◆ **What you have to do**: Reproduce the section of the passage on pre-war Japanese animation below, between "Animators such as" and "Ari-chan in 1941.", inclusive.

◆ **Document segment**:
Pre-war productions (1923–1939)
Yasuji Murata, Hakuzan Kimura, Sanae Yamamoto and Noburō Ōfuji were students of Kitayama Seitaro and worked at his film studio. Kenzō Masaoka, another important animator, worked at a smaller animation studio. Many early animated Japanese films were lost after the 1923 Tokyo earthquake, including destroying most of the Kitayama studio, with artists trying to incorporate traditional motifs and stories into a new form.

Prewar animators faced several difficulties. First, they had to compete with foreign producers such as Disney, which were influential on both audiences and producers. Foreign films had already made a profit abroad, and could be undersold in the Japanese market, priced lower than what domestic producers needed to break even.  Japanese animators thus had to work cheaply, in small companies with only a handful of employees, which then made it difficult to compete in terms of quality with foreign product that was in color, with sound, and promoted by much bigger companies. Until the mid-1930s, Japanese animation generally used cutout animation instead of cel animation because the celluloid was too expensive. This resulted in animation that could seem derivative, flat (since motion forward and backward was difficult) and without detail. But just as postwar Japanese animators were able to turn limited animation into a plus, so masters such as Yasuji Murata and Noburō Ōfuji were able to perform wonders that they made with cutout animation.

Animators such as Kenzo Masaoka and Mitsuyo Seo, however, did attempt to bring Japanese animation up to the level of foreign work by introducing cel animation, sound, and technology such as the multiplane camera. Masaoka created the first talkie anime, Chikara to Onna no Yo no Naka, released in 1933, and the first anime made entirely using cel animation, The Dance of the Chagamas (1934). Seo was the first to use the multiplane camera in Ari-chan in 1941.

◆ **Dataset entries**:
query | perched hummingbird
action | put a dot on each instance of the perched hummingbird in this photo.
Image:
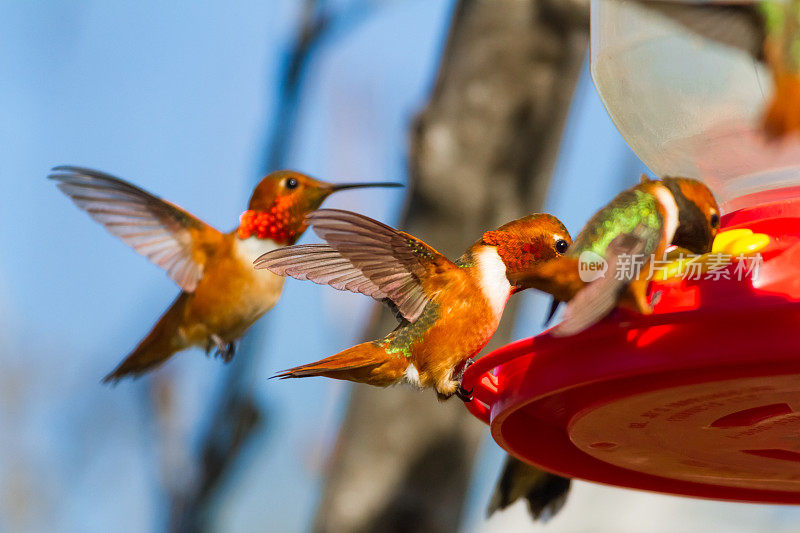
(221, 295)
(635, 228)
(448, 310)
(768, 30)
(544, 492)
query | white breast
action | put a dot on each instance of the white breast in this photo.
(252, 248)
(492, 278)
(667, 201)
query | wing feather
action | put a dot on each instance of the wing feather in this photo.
(154, 228)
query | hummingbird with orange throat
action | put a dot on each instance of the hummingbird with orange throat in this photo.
(447, 310)
(221, 294)
(625, 236)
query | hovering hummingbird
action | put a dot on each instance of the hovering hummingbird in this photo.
(544, 492)
(447, 310)
(768, 30)
(221, 295)
(636, 227)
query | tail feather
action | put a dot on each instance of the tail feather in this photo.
(545, 493)
(365, 363)
(559, 277)
(158, 346)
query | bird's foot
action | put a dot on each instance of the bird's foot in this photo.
(227, 352)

◆ **Response for this exercise**:
Animators such as Kenzo Masaoka and Mitsuyo Seo, however, did attempt to bring Japanese animation up to the level of foreign work by introducing cel animation, sound, and technology such as the multiplane camera. Masaoka created the first talkie anime, Chikara to Onna no Yo no Naka, released in 1933, and the first anime made entirely using cel animation, The Dance of the Chagamas (1934). Seo was the first to use the multiplane camera in Ari-chan in 1941.